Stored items
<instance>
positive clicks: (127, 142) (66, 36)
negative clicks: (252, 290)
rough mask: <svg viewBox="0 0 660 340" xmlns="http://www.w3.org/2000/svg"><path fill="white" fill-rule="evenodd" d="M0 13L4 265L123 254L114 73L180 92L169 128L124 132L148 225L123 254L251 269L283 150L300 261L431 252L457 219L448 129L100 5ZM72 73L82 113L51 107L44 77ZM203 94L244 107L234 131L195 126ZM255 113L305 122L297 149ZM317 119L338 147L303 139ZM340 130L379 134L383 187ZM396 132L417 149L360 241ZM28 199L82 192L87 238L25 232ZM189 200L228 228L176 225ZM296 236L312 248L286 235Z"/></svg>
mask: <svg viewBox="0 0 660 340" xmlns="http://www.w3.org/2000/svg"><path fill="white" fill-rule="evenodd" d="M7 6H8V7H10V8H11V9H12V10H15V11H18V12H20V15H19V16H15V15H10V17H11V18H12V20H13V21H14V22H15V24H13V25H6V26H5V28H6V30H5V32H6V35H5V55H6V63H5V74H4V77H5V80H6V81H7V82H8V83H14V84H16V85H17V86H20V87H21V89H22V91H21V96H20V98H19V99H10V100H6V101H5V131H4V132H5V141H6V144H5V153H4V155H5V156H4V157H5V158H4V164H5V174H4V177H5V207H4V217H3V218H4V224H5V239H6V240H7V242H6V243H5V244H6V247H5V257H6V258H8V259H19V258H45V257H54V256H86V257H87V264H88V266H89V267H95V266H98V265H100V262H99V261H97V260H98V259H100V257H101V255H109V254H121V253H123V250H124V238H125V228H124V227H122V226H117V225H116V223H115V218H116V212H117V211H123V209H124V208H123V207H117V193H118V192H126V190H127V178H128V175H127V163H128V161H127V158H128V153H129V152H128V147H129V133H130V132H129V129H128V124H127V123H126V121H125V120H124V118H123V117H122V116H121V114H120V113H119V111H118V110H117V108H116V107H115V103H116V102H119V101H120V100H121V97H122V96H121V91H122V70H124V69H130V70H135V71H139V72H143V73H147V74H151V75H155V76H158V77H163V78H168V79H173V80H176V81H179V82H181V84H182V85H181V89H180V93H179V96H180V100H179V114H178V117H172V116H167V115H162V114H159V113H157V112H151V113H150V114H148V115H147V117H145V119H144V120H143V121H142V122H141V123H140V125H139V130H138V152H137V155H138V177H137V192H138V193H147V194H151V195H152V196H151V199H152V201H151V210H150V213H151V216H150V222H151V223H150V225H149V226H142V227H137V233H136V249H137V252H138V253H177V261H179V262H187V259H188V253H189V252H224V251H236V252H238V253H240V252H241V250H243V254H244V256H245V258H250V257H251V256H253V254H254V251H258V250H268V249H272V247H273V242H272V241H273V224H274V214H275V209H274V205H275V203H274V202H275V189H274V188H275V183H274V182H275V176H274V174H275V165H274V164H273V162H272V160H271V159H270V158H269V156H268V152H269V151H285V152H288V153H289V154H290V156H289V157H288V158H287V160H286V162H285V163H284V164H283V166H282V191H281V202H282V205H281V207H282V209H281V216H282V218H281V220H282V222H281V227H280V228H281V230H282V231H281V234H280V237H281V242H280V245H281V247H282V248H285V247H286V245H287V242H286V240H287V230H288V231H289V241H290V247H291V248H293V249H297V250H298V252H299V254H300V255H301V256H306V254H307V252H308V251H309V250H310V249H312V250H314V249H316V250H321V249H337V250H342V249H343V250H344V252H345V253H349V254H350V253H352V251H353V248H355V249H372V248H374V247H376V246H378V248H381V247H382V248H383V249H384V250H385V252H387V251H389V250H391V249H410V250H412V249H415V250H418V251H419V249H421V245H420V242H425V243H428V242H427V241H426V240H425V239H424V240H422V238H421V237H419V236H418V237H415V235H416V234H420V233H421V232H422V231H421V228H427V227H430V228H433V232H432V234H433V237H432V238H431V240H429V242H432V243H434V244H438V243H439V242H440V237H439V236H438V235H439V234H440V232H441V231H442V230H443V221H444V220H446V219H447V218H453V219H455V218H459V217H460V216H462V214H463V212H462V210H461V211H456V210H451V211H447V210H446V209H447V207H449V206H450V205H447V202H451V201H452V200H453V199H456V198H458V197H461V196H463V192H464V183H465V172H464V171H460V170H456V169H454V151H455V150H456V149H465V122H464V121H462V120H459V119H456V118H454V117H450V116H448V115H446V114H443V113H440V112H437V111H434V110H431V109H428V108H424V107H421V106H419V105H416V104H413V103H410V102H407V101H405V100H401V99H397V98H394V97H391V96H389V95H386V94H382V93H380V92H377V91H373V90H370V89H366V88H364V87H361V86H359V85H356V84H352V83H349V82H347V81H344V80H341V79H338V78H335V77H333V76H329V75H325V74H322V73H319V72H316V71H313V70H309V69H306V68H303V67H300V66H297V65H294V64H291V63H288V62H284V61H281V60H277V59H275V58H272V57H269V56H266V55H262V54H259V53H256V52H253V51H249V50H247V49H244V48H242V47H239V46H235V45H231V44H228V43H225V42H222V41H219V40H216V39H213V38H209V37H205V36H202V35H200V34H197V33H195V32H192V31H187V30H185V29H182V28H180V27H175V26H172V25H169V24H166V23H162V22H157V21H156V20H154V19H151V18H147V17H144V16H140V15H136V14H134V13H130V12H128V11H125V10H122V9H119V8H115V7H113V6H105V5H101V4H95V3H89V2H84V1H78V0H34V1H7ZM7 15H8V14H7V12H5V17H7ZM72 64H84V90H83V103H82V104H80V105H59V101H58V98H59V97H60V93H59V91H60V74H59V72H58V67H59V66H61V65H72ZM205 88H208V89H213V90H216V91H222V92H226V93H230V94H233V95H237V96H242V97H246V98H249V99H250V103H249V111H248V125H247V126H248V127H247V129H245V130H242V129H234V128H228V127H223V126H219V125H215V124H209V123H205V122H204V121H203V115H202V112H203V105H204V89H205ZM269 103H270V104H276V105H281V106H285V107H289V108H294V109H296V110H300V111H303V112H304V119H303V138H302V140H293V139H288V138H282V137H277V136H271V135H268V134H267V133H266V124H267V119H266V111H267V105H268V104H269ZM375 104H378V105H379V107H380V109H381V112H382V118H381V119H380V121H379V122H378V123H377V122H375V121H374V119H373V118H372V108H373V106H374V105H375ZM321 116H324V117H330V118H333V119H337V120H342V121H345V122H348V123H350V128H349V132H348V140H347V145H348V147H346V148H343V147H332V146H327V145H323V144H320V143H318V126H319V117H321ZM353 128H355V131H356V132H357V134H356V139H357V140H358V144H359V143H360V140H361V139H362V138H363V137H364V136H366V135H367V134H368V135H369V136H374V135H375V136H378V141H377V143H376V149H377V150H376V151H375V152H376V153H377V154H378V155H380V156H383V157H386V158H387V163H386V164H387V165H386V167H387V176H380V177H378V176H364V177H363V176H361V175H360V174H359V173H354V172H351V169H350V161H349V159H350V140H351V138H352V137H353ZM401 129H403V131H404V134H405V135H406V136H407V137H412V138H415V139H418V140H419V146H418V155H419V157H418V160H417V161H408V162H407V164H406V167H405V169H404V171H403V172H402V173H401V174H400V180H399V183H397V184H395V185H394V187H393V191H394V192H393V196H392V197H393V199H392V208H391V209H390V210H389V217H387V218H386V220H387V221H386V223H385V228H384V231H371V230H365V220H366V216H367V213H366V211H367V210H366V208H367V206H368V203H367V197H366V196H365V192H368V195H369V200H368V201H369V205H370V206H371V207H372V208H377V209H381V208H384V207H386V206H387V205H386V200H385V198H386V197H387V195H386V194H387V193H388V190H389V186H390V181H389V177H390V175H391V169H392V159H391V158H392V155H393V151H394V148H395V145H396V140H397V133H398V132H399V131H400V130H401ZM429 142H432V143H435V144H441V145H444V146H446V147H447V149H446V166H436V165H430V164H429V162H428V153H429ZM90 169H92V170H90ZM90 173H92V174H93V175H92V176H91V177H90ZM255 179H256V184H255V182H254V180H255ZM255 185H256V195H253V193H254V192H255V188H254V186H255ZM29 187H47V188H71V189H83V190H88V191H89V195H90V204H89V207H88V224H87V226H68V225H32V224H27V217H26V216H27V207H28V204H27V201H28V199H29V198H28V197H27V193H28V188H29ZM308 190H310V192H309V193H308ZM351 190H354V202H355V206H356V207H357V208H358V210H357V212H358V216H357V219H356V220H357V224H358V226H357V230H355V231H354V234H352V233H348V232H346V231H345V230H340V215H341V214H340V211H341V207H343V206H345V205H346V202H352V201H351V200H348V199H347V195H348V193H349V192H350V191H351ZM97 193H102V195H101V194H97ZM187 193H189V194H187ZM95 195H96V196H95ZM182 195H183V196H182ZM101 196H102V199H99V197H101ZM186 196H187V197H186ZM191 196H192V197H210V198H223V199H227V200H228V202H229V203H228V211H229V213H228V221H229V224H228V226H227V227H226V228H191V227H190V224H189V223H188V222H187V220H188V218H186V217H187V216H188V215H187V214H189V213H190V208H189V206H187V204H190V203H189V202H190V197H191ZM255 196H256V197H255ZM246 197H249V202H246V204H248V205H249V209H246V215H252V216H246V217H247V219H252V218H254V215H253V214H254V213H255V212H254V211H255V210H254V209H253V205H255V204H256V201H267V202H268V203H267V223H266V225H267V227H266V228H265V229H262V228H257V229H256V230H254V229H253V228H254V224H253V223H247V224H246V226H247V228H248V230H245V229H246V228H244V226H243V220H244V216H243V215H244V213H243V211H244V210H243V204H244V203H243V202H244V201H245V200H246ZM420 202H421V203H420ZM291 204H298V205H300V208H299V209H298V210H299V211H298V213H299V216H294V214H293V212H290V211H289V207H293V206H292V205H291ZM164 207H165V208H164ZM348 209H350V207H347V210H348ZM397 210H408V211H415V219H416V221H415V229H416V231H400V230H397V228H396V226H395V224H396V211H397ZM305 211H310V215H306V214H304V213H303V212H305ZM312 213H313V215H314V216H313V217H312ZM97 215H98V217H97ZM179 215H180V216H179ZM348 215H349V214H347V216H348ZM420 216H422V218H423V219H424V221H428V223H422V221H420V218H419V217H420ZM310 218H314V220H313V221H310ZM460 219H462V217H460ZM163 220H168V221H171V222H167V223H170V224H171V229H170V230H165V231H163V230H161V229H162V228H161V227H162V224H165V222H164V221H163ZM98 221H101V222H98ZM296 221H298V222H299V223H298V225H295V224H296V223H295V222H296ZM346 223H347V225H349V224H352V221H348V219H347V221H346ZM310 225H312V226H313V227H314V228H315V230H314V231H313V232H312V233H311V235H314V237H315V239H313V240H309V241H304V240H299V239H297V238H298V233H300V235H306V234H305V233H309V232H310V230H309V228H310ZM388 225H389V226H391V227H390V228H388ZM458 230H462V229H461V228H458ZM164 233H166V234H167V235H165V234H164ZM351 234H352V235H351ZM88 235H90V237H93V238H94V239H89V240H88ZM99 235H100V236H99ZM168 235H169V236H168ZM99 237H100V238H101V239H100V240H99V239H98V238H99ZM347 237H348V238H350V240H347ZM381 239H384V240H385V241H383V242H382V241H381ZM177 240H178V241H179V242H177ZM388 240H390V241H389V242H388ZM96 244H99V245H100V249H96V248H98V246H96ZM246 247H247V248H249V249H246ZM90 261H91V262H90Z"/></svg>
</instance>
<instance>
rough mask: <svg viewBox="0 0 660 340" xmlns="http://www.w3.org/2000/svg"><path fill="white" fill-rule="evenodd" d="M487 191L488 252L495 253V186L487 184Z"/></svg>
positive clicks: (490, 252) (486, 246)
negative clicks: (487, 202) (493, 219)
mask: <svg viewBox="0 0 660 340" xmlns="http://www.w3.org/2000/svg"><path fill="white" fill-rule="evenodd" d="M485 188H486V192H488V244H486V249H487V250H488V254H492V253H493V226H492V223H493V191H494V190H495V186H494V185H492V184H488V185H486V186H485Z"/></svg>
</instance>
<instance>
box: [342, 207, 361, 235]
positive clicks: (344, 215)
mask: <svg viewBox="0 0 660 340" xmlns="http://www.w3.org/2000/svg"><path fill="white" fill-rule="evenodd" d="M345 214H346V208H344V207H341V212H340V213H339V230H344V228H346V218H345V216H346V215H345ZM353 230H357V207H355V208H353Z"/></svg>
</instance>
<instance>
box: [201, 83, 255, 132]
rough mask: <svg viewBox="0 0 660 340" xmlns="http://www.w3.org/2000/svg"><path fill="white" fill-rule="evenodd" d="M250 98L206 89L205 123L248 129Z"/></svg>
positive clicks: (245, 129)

_Exercise directions_:
The output must consist solely of the lines from the first line of the records through the line containing "negative clicks: (252, 290)", reproduced exactly.

_Exercise result_:
<instance>
positive clicks: (127, 142) (66, 36)
negative clicks: (252, 290)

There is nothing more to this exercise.